> **STATED EXERCISE**
Copy out verbatim the lines of the records below, from the line containing "point: stone pavement" through the line containing "column 277, row 151", inclusive.

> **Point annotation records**
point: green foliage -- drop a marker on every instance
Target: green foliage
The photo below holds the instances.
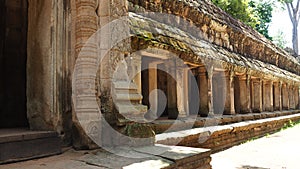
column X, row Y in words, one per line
column 279, row 39
column 263, row 11
column 238, row 9
column 257, row 15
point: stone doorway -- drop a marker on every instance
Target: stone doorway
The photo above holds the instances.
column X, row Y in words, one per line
column 13, row 53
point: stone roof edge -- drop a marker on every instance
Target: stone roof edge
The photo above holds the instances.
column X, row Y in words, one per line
column 204, row 51
column 214, row 22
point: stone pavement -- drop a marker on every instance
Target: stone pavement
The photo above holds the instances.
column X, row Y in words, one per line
column 151, row 157
column 277, row 151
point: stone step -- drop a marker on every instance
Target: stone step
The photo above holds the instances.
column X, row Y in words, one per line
column 131, row 109
column 124, row 85
column 23, row 144
column 129, row 97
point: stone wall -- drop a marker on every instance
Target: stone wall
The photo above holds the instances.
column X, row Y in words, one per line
column 49, row 65
column 219, row 28
column 218, row 138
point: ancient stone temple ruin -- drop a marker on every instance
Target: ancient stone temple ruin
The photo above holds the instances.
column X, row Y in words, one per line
column 93, row 73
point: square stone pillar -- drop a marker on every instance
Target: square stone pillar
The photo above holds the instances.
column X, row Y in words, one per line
column 172, row 90
column 153, row 95
column 203, row 91
column 229, row 100
column 267, row 95
column 291, row 97
column 285, row 97
column 277, row 96
column 210, row 97
column 256, row 92
column 134, row 70
column 181, row 91
column 244, row 95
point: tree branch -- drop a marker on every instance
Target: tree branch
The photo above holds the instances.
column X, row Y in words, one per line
column 290, row 11
column 297, row 6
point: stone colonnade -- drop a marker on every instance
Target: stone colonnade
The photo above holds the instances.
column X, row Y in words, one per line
column 224, row 92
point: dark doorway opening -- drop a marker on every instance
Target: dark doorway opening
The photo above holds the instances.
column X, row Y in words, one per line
column 13, row 53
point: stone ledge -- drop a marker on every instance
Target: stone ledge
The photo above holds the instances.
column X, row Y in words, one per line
column 161, row 126
column 158, row 156
column 218, row 138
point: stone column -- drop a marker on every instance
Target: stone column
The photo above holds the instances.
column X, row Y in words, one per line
column 181, row 92
column 203, row 91
column 267, row 96
column 172, row 90
column 285, row 97
column 229, row 102
column 277, row 96
column 153, row 100
column 291, row 97
column 297, row 97
column 245, row 96
column 210, row 97
column 256, row 95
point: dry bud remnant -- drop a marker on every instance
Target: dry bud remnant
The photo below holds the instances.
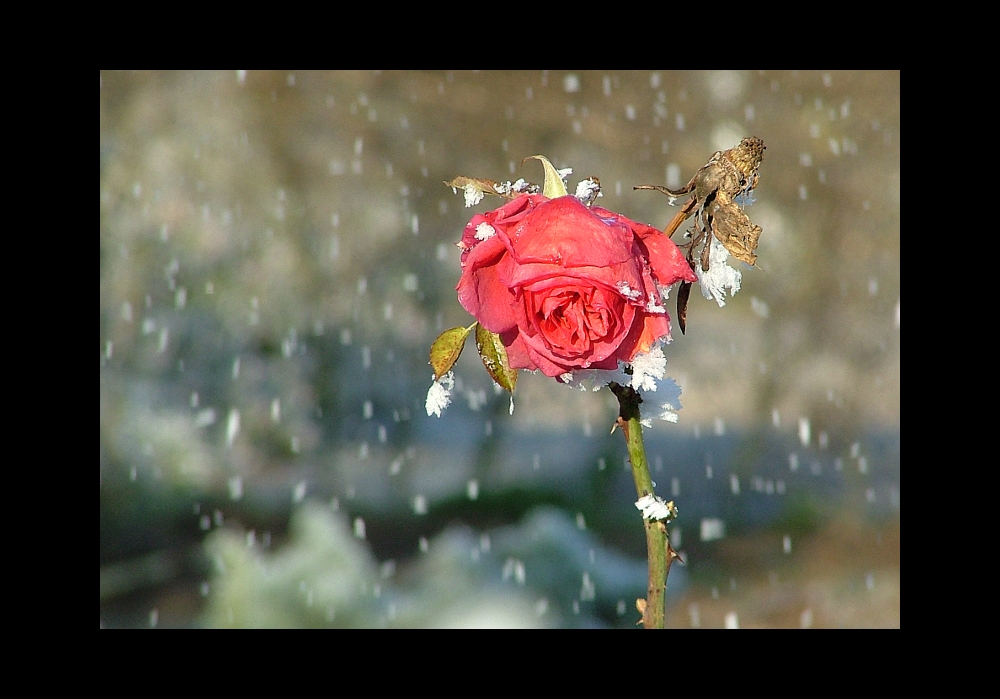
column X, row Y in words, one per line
column 714, row 190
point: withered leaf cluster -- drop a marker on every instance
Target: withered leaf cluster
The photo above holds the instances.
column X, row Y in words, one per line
column 714, row 189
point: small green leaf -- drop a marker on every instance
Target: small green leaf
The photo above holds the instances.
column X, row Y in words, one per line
column 553, row 186
column 447, row 348
column 494, row 356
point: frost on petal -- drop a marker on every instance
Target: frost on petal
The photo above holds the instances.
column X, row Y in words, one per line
column 720, row 276
column 485, row 231
column 588, row 190
column 439, row 394
column 472, row 195
column 647, row 368
column 628, row 292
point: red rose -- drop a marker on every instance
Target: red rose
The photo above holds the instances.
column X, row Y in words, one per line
column 567, row 287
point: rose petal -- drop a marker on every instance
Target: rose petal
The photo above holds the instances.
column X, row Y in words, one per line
column 481, row 292
column 565, row 232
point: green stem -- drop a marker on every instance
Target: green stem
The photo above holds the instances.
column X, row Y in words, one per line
column 657, row 545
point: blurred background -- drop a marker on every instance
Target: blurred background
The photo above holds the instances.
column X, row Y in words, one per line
column 277, row 255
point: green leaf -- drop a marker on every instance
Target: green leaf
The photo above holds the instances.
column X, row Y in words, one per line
column 494, row 356
column 447, row 348
column 553, row 186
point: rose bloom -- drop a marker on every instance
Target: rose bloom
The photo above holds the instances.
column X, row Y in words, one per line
column 568, row 287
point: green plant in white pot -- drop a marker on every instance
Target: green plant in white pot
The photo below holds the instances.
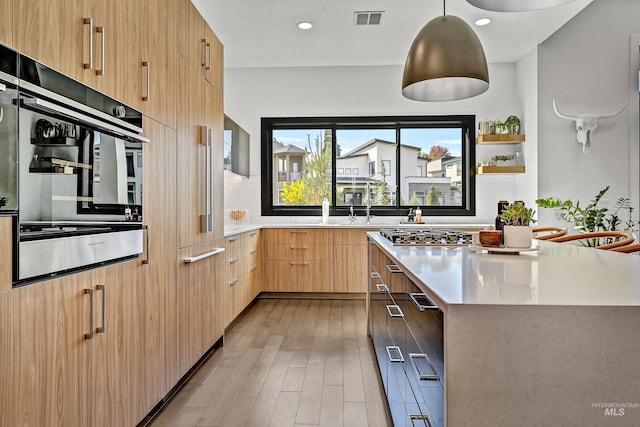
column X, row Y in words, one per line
column 517, row 220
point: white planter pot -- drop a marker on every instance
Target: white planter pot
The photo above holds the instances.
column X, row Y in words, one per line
column 517, row 237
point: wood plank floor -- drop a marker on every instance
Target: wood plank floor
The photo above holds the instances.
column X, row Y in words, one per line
column 287, row 362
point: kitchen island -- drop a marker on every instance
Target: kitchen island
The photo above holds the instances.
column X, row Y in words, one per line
column 545, row 338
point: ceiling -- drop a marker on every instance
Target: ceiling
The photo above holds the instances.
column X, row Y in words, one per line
column 263, row 33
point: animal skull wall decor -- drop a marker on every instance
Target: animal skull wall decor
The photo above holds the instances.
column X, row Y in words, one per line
column 586, row 124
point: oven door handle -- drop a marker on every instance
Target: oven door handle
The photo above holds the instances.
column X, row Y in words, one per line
column 49, row 107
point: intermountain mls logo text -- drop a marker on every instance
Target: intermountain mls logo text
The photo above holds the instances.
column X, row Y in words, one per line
column 615, row 409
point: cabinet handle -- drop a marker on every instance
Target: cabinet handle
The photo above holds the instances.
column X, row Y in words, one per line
column 192, row 259
column 382, row 287
column 208, row 58
column 394, row 311
column 89, row 22
column 398, row 356
column 145, row 64
column 204, row 52
column 422, row 301
column 206, row 219
column 432, row 375
column 90, row 334
column 394, row 268
column 102, row 329
column 420, row 417
column 145, row 227
column 101, row 71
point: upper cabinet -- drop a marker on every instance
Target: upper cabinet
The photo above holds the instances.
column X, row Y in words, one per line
column 158, row 64
column 199, row 45
column 94, row 41
column 6, row 22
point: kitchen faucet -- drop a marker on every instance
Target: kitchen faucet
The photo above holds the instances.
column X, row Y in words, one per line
column 369, row 216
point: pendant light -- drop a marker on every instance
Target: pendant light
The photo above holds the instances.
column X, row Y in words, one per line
column 445, row 62
column 516, row 5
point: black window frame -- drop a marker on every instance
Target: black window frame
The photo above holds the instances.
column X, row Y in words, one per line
column 466, row 122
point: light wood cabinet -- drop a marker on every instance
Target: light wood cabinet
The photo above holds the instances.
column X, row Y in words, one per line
column 200, row 159
column 243, row 271
column 190, row 158
column 299, row 260
column 76, row 361
column 6, row 22
column 201, row 303
column 6, row 252
column 53, row 370
column 94, row 41
column 299, row 244
column 158, row 66
column 350, row 255
column 199, row 45
column 157, row 313
column 53, row 32
column 115, row 378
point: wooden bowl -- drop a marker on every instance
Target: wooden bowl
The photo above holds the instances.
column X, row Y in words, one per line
column 490, row 238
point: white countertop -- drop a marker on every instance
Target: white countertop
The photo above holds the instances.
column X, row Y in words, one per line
column 556, row 274
column 230, row 230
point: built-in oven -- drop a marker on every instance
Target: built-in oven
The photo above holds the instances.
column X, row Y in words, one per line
column 8, row 129
column 79, row 175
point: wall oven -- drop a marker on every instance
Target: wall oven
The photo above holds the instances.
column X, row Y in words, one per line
column 79, row 175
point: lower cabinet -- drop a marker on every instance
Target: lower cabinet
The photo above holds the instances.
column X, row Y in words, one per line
column 201, row 302
column 406, row 330
column 299, row 260
column 8, row 395
column 350, row 254
column 243, row 271
column 74, row 353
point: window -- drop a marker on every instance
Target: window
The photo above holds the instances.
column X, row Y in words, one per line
column 406, row 162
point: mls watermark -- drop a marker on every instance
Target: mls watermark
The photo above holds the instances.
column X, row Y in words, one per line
column 615, row 409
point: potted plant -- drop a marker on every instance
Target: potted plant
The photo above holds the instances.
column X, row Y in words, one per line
column 592, row 217
column 517, row 220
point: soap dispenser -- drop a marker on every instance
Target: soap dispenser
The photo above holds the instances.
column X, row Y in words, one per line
column 325, row 211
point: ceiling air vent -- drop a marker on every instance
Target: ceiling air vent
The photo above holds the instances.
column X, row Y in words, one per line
column 368, row 18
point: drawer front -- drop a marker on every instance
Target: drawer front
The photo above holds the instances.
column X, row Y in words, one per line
column 299, row 276
column 351, row 236
column 233, row 267
column 299, row 252
column 252, row 241
column 299, row 244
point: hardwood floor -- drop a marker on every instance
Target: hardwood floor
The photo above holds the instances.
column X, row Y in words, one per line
column 287, row 362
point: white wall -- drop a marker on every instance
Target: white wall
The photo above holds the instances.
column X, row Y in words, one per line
column 586, row 67
column 353, row 91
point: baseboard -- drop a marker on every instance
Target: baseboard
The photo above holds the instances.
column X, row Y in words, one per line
column 312, row 295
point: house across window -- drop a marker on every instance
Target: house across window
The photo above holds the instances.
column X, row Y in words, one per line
column 307, row 159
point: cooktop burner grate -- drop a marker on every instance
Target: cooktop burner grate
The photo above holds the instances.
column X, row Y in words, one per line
column 426, row 237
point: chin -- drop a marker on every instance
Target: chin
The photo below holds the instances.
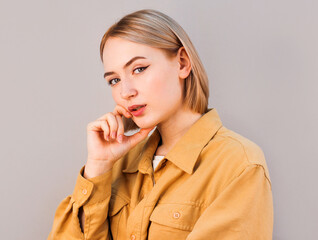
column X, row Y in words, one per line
column 146, row 124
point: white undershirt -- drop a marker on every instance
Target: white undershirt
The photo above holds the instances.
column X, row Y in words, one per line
column 156, row 160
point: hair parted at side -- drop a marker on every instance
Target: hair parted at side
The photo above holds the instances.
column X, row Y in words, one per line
column 156, row 29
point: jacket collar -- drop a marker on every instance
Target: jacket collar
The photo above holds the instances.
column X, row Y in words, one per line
column 186, row 151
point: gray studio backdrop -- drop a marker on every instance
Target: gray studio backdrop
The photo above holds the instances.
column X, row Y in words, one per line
column 261, row 58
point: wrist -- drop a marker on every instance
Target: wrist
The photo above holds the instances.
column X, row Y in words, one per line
column 94, row 168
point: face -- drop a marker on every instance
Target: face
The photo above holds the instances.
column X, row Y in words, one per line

> **CORRECT RESULT**
point: stone pavement -- drop a marker on every instance
Target: stone pavement
The photo above holds the instances.
column X, row Y in words, one per line
column 151, row 157
column 277, row 151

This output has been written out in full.